Render every row below as a numbered list, omitting any blank lines.

* * * * *

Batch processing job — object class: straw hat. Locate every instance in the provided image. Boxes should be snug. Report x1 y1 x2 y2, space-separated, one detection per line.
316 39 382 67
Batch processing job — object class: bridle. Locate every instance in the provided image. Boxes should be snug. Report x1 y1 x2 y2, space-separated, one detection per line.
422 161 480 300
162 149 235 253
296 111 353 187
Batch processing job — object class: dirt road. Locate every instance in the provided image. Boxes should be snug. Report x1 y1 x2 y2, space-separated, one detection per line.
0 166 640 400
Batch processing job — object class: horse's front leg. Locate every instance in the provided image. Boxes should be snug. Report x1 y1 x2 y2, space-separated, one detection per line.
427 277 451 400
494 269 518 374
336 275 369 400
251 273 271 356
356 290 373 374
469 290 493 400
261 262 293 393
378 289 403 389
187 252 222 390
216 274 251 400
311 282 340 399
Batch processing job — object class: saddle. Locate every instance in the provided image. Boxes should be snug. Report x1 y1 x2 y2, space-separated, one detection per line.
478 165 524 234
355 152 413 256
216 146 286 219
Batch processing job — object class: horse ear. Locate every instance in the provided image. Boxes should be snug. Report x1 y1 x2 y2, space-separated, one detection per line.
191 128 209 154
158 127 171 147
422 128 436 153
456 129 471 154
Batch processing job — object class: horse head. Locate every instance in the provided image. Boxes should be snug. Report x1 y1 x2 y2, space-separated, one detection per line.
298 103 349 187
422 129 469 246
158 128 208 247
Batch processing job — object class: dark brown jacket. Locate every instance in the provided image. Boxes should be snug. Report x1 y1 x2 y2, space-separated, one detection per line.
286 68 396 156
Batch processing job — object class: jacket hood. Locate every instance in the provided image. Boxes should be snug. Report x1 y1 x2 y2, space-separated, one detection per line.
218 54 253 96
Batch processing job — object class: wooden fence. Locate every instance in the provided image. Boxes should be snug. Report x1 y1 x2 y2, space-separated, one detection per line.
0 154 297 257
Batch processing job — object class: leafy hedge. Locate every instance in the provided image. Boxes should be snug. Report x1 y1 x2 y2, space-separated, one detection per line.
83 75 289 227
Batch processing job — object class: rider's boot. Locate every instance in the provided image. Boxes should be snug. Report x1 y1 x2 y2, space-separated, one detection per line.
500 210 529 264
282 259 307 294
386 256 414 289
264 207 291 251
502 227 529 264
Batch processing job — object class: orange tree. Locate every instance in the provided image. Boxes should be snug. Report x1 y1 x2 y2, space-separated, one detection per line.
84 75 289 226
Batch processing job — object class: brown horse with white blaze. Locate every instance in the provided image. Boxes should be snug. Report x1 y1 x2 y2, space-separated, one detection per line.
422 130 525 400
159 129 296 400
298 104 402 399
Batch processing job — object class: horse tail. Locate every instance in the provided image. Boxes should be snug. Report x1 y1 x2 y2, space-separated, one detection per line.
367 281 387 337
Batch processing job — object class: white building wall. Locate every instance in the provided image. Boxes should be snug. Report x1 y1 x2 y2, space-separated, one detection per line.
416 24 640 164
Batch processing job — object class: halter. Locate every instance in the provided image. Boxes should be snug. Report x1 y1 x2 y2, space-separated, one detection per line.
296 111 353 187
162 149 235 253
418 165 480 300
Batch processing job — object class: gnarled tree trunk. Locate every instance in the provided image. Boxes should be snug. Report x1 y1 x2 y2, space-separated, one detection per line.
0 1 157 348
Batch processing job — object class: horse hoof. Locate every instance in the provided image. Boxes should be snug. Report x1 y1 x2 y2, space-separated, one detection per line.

* * * * *

Result for this exercise:
1. Batch processing job — object class: straw hat. Locate every instance in the provided image. Boxes should be snug. Report x1 y1 x2 y2, space-separated, one detection per line.
2. 316 39 382 67
3. Batch processing job — object class: bridle. Locate every instance in the provided image. Boxes should be snug. Report x1 y1 x2 y2, space-separated, one detection per line.
4. 422 161 480 300
5. 162 149 235 253
6. 296 111 353 187
7. Batch processing job — object class: dirt road. Locate every instance in the provided image. Boxes should be snug. Report x1 y1 x2 y2, space-separated, one detection per line.
8. 0 166 640 400
9. Batch processing job — object class: horse's front leg. Locate every instance in the provided image. Boxes should be snug. Report x1 y1 x2 y2, space-separated, one detection per line.
10. 427 277 451 400
11. 494 269 518 374
12. 336 275 369 400
13. 251 273 271 356
14. 356 290 373 374
15. 469 290 493 400
16. 261 262 293 393
17. 378 289 403 389
18. 187 252 222 390
19. 216 274 251 400
20. 311 282 340 399
21. Batch processing job — object class: saddle. Locate every instance in the provided image. Boxes should be snug. Report x1 y1 x2 y2, space-separated, one detection per line.
22. 478 165 524 234
23. 355 152 413 256
24. 216 146 286 219
25. Batch processing job — object class: horse ear. Locate every instance in the provided image. Boxes should be snug. Report x1 y1 x2 y2, space-separated, one detection per line.
26. 191 128 209 154
27. 158 127 171 147
28. 422 128 436 153
29. 456 129 471 154
30. Batch processing job — object class: horse head. Locate every instance in the provided image. Boxes should be snug. Report x1 y1 x2 y2, space-separated, one detection per line.
31. 298 103 349 187
32. 422 129 469 246
33. 158 128 208 247
34. Batch processing job — object class: dark brown jacket. Locate every instance in the provided image. Boxes should be snug. Report x1 y1 x2 y2, space-separated, one detection per line.
35. 286 68 396 156
36. Batch processing job — object class: jacket hood. Locate every instance in the provided image. Boxes should be snug. Report x1 y1 x2 y2, space-separated, one detection per line.
37. 218 54 253 96
38. Batch processing job — object class: wooden fence. Locate every instance in the provided image. Boxes should be snug. Report x1 y1 x2 y2, space-separated, one detection per line.
39. 0 154 297 257
40. Batch processing job — object class: leafy hedge. Locate every instance in the provided image. Boxes should be snug. Report x1 y1 x2 y2, space-separated, one detection per line.
41. 83 75 289 227
42. Batch processing job — object class: rider's boot. Locate every instance in the provided image. Boxes should be snug. Report x1 y1 x2 y2, space-separated, one detection per line.
43. 500 210 529 264
44. 282 259 307 294
45. 386 256 414 289
46. 264 207 291 251
47. 502 227 529 264
48. Batch processing job — object class: orange tree. Locate every instance in the provided image. Boxes should be snug. Report x1 y1 x2 y2, space-separated, one detection per line.
49. 84 75 289 226
50. Batch processing job — object class: brown horse with white blaze. Locate every instance in the provided image. Boxes should be snug. Report x1 y1 x2 y2, space-separated, one detection per line.
51. 422 130 525 400
52. 159 129 296 400
53. 298 104 402 399
54. Batch processing job — object class: horse tail. Locate every instance in the provided image. Boxes should be snug. Report x1 y1 x2 y2, space-separated, one detection per line.
55. 367 281 387 337
56. Batch processing job — object class: white building wall. Locate every instance in the provided image. Boxes should be snug. Report x1 y1 x2 y2, space-separated, one detection per line.
57. 416 24 640 164
58. Batch processing job — object class: halter. Locate every instance in the provided image. Boxes should be snug. Report x1 y1 x2 y2, space-separated, one detection per line.
59. 296 111 353 187
60. 162 149 235 253
61. 418 165 480 300
62. Batch processing job — object class: gnarled tree trunk. Locate every instance in the provided image. Boxes should be snug. Report x1 y1 x2 y2, space-separated, one detection per line.
63. 0 1 157 348
64. Batch processing job — object class: horse hoof. Locate every instance in the provided image. Boxes should be snug. Report x1 y1 x2 y2, space-separated, one detection per line.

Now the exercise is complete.